Could each entry below be printed again exactly as given?
------------------------
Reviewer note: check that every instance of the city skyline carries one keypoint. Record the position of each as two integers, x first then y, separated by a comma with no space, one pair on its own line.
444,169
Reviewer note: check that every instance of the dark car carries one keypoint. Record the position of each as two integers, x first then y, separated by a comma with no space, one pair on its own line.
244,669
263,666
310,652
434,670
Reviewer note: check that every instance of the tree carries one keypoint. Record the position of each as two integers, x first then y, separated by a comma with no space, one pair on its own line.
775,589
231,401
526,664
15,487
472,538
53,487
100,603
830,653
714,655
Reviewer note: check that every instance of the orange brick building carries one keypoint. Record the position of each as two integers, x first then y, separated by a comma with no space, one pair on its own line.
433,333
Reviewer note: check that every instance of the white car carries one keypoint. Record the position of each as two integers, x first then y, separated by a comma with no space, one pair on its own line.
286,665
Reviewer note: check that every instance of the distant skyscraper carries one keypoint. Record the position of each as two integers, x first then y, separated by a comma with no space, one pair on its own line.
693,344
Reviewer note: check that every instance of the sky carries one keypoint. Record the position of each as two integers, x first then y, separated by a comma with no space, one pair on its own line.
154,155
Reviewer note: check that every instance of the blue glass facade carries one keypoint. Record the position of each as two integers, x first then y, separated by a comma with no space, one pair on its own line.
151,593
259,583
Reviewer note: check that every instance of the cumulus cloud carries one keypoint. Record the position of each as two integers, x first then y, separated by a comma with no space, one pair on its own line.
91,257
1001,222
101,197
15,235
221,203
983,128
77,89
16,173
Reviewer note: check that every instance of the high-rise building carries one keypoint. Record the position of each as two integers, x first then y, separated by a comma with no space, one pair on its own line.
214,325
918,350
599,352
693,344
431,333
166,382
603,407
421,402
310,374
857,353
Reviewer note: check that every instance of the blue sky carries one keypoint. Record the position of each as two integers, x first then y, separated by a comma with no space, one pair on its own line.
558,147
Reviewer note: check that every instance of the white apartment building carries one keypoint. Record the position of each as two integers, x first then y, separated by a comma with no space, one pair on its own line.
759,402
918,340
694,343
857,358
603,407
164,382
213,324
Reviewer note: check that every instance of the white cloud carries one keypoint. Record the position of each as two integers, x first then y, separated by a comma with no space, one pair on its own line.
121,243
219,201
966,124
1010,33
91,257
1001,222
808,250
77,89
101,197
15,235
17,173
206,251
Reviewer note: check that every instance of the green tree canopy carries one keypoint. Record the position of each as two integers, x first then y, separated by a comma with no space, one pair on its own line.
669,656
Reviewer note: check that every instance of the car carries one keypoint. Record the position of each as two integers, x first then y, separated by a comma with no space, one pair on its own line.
------------------------
Output below
Reviewer note: check that every instance of the city skyline carries one keypoint. Record the position of each as two integers, x first then y, separated by a comma with no space, one pair on its own line.
444,169
Reviewer note: check that every instance of the dark car carries one keypoint. Record the position of each as two integers, x first then y, separated by a comma with no space, one pair on its own line.
244,669
263,666
310,652
434,670
Reviewer note: check that every instance of the tree carries one keypoint. Record the position of each as two integers, x first then y, separated by a comma with no space, one pair on its own line.
775,589
231,401
526,664
15,487
472,538
53,487
100,603
830,653
714,655
Reviewer note: check that every instance of the orange brick building carries one keypoint. Record the position of each as two integers, x first then y, separated by a comma with no space, one pair on its own line.
433,333
Reviewer note: check that every instance of the white car carries one keypoint. Record the position of each as two integers, x first then y, separated by a comma with no space, one pair on its own line.
286,665
Reviewer note: check that every instance of the distant skyscraper carries one keypoint. Record the position of each as two integers, x first then y, separated by a comma with no space, one pair on its own line.
693,344
Reviewer note: check that every instance of the sky carries one keypoint. Record the position of each as two integers, x first then y, separated by a comma with no space, one pair on its own line.
154,155
Reviewer note: check that every instance of the blue glass facade carries one keypoint. Record the position of each as two integers, x first then y, separated by a comma with no space, one pair on its own line.
151,593
259,583
Reviewer note: check that every instance of the cumulus cloud carries one keypoint. Record the position of each as two integers, x first then y, separated by a comma with no space, one pair on its own line.
91,257
1001,222
101,197
15,235
221,203
983,128
77,89
16,173
Reviewer note: check that every instance of the high-rise building carries one keypoint. Record the position of each as two integers, x first then y, separated by a comma with no space, one pair on its own line.
214,325
918,350
599,352
693,344
431,333
166,382
603,407
421,402
310,374
857,353
Reviewer note: check that every instance of the blue sky carries one keypoint. Record the position of each as two integers, x first then y, separated by a comma with no space, one pair on its own line.
558,147
Reviewer note: check that every instance of the white apartment building carries one keypoint. Record the position of each as two integers, x first then y, separated by a comma with no space, one pair on its own line.
759,402
918,340
694,343
857,358
603,407
164,382
213,324
Reviewer note: check that every instance of the white cloud carries one keypoint. Record the position of each as two integers, x first then y, separated by a comma with no space, one pair on its own line.
121,243
219,201
966,124
1010,33
91,257
1001,222
808,250
77,89
101,197
15,235
17,173
206,251
Reviewer note: check that every instance of the green tree canopy carries one keypoint. Record the position of each as two integers, x first then y, separated by a comma with no space, one pair on its own line.
669,656
Reviewer note: check that every instance of the car carries one keypoint. Record the position of each as two integers, x first then y, separated by a comma with no space, one pair on its own line.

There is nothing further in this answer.